> [CHALLENGE]: Rewrite the records so that each "tall narrow window" becomes "slim vertical window", leaving everything else unchanged.
══════
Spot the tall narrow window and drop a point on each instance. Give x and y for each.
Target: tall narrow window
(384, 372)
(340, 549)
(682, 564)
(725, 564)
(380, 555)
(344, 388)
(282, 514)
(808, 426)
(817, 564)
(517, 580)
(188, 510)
══════
> [ANSWER TO THIS PROBLEM]:
Spot the slim vertical window and drop a point on each instance. Give x and y for each.
Target: slim vertical window
(384, 372)
(340, 549)
(682, 564)
(725, 564)
(380, 555)
(344, 388)
(282, 514)
(808, 426)
(817, 564)
(517, 580)
(188, 510)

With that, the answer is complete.